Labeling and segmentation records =
····················

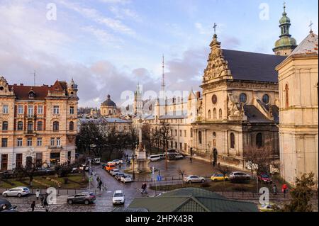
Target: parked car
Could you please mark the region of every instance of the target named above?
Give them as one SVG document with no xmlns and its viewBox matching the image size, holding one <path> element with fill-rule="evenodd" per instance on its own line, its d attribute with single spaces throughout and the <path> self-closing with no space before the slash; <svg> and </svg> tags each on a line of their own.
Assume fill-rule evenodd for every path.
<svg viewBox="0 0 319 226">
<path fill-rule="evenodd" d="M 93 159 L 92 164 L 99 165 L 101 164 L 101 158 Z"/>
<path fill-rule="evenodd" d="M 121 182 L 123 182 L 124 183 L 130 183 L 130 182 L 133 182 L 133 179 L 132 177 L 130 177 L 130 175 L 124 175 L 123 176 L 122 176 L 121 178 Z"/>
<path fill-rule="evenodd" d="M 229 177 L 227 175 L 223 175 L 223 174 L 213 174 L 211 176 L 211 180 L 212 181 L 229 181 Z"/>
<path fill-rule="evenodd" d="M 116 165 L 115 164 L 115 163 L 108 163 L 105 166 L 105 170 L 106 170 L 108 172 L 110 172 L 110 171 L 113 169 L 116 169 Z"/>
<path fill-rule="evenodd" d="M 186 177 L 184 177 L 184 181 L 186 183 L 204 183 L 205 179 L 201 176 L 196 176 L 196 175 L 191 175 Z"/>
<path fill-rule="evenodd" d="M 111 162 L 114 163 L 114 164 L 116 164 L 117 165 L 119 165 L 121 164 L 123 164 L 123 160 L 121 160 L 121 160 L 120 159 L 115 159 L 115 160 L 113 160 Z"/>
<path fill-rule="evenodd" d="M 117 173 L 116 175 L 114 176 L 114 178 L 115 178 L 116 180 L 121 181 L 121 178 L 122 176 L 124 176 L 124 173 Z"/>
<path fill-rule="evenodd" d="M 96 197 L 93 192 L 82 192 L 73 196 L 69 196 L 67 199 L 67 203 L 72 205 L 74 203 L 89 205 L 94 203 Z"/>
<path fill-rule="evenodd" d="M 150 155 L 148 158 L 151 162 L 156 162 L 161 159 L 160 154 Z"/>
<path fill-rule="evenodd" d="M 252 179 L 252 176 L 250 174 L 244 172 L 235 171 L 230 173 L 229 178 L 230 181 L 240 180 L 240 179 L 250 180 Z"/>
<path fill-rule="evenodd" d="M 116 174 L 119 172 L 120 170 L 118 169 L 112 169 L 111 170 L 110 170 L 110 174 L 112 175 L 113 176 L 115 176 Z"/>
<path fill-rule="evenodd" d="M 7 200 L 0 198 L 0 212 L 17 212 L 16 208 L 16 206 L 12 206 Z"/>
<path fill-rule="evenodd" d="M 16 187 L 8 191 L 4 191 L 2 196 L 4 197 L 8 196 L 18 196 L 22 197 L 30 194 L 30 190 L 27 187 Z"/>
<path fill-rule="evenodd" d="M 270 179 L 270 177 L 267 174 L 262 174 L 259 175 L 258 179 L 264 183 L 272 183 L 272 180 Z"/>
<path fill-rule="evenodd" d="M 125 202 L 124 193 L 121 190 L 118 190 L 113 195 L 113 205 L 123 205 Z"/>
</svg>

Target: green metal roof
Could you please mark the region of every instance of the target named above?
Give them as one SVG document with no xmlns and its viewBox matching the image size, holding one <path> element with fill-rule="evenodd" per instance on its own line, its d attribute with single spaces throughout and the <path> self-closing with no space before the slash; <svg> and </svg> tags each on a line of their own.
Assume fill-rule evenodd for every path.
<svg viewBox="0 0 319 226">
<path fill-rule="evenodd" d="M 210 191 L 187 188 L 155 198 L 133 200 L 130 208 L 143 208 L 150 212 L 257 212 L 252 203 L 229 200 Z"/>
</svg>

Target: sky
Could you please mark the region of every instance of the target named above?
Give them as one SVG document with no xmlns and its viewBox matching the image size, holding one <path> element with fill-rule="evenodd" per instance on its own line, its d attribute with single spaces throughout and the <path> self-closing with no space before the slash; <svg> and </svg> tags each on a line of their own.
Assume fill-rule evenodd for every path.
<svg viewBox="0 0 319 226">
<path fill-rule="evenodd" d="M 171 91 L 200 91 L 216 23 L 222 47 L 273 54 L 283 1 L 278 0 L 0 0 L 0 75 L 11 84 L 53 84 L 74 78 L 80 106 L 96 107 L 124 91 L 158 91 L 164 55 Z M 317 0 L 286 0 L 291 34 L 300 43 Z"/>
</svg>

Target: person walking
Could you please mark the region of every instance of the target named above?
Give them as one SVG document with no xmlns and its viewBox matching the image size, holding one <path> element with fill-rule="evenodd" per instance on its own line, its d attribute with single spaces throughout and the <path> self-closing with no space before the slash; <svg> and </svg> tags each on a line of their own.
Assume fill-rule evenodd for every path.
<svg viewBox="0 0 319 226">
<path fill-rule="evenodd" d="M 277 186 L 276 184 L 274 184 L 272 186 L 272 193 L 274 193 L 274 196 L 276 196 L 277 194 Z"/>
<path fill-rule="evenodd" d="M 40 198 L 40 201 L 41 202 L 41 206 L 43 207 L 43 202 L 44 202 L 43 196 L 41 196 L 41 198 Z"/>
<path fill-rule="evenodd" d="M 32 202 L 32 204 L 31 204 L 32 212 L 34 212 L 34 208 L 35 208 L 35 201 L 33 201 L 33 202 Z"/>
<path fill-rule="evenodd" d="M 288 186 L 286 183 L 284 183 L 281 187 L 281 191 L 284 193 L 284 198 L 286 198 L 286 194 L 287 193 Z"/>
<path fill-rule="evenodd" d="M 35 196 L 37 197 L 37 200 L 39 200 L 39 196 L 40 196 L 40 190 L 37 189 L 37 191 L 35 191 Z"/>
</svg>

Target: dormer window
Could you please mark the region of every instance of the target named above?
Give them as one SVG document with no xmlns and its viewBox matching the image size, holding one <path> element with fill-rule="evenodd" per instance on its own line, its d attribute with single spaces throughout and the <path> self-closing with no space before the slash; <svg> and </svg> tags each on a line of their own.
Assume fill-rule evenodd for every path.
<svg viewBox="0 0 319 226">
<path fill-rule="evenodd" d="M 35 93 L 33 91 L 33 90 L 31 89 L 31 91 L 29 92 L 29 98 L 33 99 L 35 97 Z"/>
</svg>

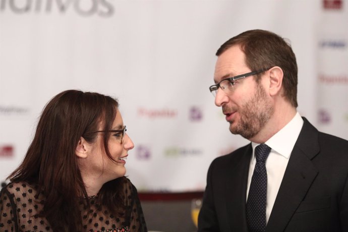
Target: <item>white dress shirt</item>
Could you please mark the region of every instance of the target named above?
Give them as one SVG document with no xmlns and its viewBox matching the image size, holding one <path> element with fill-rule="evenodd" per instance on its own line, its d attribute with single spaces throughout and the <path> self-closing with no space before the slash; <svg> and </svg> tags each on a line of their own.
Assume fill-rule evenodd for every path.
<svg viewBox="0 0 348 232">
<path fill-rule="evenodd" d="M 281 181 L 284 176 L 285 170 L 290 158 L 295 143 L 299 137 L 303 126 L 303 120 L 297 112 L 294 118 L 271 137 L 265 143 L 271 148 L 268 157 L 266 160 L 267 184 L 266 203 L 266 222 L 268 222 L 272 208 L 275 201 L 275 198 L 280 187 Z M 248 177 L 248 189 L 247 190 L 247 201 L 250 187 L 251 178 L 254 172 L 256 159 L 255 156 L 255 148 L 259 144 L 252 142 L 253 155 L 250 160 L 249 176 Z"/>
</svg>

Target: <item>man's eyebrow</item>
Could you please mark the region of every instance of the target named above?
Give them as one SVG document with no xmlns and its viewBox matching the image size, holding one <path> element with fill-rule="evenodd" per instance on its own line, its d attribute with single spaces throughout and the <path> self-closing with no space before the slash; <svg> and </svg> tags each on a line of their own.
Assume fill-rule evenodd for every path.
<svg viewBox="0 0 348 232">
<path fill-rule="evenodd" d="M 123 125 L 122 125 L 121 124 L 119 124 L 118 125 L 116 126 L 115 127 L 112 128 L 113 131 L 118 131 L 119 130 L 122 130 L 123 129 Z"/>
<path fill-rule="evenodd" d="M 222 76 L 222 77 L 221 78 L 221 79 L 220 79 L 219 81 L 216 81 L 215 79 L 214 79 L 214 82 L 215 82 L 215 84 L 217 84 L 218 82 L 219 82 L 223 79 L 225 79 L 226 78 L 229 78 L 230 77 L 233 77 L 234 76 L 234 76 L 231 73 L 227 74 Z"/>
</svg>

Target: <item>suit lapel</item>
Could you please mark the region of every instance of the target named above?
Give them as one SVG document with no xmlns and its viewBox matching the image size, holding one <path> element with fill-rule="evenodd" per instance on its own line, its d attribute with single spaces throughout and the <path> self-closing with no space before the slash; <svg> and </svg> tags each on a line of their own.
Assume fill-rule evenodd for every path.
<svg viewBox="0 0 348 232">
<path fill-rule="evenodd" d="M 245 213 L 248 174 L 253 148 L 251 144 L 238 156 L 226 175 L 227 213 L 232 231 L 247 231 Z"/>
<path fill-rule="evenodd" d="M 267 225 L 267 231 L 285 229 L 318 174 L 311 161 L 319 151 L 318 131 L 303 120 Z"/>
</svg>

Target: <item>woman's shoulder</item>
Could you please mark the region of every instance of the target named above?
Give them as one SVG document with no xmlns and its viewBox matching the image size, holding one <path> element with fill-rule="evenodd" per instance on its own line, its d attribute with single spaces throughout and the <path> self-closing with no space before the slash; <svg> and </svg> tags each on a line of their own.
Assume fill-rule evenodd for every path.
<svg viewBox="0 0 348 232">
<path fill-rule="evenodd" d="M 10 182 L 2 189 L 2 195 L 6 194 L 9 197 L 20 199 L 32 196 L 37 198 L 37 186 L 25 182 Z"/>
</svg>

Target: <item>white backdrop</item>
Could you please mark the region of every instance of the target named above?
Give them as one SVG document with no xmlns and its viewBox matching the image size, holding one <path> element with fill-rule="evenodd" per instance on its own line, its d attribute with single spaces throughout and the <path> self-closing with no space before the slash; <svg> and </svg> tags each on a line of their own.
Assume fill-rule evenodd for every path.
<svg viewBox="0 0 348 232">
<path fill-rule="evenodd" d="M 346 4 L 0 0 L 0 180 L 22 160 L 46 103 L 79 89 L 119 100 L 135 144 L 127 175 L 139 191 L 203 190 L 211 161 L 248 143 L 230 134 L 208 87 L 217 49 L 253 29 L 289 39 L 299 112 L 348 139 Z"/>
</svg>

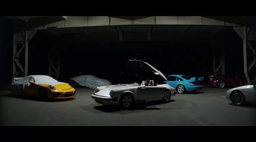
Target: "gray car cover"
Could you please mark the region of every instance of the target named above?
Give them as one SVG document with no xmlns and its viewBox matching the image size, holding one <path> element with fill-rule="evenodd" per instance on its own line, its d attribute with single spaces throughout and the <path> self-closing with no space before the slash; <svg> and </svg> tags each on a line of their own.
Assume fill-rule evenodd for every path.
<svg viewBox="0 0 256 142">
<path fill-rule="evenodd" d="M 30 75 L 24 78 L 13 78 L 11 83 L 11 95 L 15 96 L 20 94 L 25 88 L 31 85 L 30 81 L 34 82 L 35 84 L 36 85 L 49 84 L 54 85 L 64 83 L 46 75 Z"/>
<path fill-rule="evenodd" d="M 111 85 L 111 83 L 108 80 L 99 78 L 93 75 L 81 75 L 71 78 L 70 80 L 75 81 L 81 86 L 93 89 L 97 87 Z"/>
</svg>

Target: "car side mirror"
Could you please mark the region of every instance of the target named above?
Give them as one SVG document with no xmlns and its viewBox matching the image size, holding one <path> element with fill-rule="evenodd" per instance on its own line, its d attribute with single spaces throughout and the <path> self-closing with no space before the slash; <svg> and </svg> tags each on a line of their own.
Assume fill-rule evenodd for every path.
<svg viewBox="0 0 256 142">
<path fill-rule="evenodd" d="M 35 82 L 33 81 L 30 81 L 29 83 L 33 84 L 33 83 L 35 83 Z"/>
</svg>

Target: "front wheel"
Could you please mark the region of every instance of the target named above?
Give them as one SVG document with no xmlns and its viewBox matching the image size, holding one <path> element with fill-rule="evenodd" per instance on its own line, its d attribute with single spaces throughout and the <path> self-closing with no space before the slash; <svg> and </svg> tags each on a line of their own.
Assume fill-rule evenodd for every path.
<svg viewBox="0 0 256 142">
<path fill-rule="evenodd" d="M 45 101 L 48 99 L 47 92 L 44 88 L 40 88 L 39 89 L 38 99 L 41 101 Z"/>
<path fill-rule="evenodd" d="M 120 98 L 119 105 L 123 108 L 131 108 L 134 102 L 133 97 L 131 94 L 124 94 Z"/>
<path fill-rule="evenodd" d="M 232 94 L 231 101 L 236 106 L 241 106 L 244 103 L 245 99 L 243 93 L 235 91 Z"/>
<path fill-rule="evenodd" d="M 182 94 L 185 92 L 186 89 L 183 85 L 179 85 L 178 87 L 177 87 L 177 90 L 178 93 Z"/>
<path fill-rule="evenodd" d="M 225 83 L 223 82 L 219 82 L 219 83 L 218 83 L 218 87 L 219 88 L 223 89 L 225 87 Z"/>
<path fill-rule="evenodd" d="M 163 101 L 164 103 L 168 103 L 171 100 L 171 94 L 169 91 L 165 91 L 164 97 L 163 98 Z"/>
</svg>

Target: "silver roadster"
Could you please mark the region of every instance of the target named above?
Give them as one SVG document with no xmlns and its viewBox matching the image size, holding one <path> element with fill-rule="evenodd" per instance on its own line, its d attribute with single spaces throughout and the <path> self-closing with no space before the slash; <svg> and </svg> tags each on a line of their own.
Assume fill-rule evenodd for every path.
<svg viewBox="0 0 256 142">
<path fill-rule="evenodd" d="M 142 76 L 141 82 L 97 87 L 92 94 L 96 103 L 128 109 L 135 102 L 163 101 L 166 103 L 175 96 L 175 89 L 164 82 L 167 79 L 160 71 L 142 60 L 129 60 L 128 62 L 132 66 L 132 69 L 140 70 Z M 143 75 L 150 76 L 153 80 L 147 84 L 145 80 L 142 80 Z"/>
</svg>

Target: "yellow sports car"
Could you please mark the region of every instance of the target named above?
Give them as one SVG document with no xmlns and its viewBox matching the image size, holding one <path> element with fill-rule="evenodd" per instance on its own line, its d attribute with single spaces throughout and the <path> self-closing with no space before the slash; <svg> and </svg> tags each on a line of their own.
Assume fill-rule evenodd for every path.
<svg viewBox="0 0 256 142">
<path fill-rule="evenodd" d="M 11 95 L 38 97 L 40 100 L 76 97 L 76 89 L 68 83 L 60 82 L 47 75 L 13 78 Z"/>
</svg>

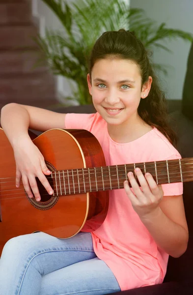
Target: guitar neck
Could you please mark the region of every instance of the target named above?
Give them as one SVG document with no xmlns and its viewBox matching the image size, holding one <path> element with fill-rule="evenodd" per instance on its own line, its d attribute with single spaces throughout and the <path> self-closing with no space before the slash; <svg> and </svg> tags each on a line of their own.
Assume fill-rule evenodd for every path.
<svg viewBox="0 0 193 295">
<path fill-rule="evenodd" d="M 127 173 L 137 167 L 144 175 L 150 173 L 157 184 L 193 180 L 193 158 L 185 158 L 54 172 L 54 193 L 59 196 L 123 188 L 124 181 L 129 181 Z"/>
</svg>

····················

The problem =
Find each line in the listing above that contains the string "item", treating uppercase and lowercase as different, and copy every such line.

Written solution =
Target: <item>white dress shirt</item>
Target: <item>man's eyebrow</item>
Target: <item>suit lapel</item>
Target: <item>woman's shoulder</item>
Target: <item>white backdrop</item>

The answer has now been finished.